:: Short problem ::
Reproduce the listing lines starting with the line that contains "Place one marker on every instance of the dark" and going on through the line that contains "pixel 314 114", swapping "milk frother" for "milk steamer" and leaving everything else unchanged. Return only those lines.

[Point-based annotation data]

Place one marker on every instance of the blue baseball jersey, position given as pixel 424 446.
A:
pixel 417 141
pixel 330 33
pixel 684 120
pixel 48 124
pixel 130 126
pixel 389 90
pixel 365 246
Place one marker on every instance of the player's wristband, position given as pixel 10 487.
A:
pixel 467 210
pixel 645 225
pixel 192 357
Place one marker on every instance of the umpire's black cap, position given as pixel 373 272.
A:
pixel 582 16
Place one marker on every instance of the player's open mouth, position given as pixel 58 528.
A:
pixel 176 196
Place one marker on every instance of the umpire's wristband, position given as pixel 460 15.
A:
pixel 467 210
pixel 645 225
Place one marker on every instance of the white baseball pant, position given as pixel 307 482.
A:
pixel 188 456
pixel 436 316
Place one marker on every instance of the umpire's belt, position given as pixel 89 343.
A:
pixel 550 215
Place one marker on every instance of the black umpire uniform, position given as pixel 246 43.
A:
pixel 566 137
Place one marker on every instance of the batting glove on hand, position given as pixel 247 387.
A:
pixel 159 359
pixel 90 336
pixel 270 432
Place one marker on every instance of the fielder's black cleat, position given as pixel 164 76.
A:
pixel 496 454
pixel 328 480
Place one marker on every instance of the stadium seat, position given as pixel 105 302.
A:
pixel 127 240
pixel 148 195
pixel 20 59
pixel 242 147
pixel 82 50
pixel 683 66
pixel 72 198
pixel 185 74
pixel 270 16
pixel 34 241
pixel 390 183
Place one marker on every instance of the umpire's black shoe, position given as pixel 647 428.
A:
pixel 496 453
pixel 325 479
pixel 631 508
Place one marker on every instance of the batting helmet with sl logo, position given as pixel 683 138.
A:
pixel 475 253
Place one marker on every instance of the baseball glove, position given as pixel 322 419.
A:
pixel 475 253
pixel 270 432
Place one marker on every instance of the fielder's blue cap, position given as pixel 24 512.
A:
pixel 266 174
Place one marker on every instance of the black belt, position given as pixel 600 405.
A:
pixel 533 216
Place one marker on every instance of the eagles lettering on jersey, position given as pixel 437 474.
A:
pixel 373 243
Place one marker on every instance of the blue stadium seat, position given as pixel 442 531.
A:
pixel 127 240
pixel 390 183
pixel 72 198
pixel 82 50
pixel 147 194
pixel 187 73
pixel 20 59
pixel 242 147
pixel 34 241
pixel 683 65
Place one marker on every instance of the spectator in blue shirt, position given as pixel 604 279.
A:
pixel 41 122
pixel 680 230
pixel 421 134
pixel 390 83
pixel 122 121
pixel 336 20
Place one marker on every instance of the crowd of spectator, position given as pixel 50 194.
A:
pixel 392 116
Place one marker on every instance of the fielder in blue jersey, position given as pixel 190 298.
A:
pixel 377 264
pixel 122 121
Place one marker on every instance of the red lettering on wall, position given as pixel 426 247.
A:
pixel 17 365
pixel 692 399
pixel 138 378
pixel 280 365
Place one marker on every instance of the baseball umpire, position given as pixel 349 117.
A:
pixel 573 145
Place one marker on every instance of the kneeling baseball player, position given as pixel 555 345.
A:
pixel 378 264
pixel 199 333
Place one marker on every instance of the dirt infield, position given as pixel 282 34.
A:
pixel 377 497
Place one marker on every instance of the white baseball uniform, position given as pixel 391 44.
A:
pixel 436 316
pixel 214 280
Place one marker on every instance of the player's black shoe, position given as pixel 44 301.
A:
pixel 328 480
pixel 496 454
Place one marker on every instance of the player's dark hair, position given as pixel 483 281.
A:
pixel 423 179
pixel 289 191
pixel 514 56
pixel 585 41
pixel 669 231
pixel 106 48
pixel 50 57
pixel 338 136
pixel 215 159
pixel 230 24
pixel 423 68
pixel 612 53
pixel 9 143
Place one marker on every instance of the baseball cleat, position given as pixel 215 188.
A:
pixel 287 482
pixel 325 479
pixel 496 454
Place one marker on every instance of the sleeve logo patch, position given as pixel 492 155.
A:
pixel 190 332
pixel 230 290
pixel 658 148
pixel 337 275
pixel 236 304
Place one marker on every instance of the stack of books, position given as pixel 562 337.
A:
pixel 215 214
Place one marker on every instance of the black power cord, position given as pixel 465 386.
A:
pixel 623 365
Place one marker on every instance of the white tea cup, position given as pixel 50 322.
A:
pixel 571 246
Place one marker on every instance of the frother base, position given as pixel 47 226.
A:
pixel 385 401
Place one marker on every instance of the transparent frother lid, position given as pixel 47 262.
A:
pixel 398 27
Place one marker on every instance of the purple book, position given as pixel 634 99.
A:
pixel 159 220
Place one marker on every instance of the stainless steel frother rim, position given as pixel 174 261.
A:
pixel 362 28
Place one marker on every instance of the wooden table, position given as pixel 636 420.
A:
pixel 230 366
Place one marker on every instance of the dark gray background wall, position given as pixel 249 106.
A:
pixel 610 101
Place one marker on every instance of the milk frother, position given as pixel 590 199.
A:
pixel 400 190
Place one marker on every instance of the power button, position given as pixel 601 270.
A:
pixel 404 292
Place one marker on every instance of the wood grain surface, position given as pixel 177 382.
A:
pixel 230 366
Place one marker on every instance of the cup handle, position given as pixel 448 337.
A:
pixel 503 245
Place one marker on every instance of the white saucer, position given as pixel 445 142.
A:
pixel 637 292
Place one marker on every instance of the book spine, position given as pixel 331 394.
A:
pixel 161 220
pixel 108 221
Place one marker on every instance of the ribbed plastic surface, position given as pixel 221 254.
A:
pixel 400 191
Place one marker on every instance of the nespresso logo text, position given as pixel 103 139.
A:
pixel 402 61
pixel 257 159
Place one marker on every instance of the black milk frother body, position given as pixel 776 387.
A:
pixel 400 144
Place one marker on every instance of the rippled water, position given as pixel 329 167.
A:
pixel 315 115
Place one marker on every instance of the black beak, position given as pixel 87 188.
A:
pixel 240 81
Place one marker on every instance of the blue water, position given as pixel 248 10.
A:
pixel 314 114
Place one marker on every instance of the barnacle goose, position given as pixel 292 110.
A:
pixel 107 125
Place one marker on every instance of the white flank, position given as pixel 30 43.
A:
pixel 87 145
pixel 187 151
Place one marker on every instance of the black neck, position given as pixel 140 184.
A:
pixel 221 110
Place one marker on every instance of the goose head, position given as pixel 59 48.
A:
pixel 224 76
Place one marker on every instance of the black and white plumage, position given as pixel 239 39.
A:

:: In response ::
Place one marker on every instance of the dark gray background wall, position given as pixel 249 106.
A:
pixel 610 101
Place one marker on every instance of the milk steamer, position given as pixel 590 199.
A:
pixel 400 190
Place one marker on every instance of the power button, position given as pixel 601 270.
A:
pixel 404 292
Place one marker on every instance of the wood grain surface, position given as pixel 177 382.
A:
pixel 230 366
Place one marker on every instance of the cup handle, position given as pixel 448 337.
A:
pixel 503 245
Place one marker on every instance of the white saucer, position given as pixel 445 142.
A:
pixel 637 292
Place one marker on every instance of the book spine, position given as pixel 331 394.
A:
pixel 161 220
pixel 108 221
Place one marker on every instance of the ribbed plastic surface, position given as pixel 221 254.
A:
pixel 400 191
Place one marker on every instance of the nespresso logo text, position given as pixel 103 139.
A:
pixel 402 61
pixel 257 159
Place one marker on every instance of the black milk steamer body, position given as pixel 776 387.
A:
pixel 400 144
Place one marker on every instance of the rippled water, position given as pixel 329 167.
A:
pixel 315 115
Place one marker on every instance of the black beak, position given as pixel 87 188.
A:
pixel 240 81
Place one marker on every instance of the blue water, position given as pixel 248 10.
A:
pixel 314 114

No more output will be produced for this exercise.